--- begin Given data ---

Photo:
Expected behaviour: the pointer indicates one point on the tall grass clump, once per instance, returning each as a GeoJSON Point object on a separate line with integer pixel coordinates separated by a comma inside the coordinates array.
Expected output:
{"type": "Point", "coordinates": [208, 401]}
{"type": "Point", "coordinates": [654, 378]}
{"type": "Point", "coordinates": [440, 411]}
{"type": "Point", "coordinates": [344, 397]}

--- end Given data ---
--- begin Given data ---

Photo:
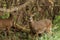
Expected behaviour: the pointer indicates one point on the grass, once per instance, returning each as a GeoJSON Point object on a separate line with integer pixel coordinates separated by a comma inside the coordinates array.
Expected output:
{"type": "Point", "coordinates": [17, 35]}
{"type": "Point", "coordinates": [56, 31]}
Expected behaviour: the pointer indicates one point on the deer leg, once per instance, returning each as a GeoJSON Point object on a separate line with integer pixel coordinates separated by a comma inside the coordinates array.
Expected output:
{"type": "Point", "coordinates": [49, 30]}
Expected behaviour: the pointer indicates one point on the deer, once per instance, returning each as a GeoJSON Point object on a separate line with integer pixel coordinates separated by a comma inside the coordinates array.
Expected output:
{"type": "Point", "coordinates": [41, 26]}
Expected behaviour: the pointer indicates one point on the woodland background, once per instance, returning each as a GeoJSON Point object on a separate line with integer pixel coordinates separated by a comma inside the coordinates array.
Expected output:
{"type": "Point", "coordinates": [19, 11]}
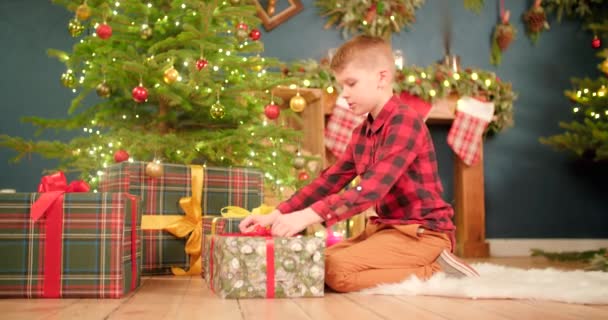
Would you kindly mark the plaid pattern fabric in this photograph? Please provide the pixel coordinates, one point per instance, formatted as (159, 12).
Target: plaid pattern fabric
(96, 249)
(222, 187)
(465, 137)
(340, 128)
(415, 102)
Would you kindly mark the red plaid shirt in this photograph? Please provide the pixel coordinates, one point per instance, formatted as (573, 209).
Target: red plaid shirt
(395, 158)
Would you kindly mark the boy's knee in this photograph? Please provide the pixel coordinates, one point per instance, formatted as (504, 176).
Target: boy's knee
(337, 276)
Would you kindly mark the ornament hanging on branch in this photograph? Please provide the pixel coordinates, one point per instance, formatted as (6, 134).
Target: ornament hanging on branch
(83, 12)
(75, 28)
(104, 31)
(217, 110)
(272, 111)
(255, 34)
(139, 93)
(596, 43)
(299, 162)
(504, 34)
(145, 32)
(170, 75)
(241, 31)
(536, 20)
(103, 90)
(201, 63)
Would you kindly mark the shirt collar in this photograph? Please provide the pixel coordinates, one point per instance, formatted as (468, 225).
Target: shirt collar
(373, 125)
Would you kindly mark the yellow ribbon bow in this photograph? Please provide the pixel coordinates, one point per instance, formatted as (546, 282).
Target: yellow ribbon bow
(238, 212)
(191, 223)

--- end Given data ---

> _Task details_: From the listing above, pull out every line that contains the word "Target" and copy each one unchanged.

> _Answer for the task_:
Target: plaid pattern fabric
Target: red plaid shirt
Target: boy's knee
Target: ornament hanging on branch
Target: shirt collar
Target: yellow ribbon bow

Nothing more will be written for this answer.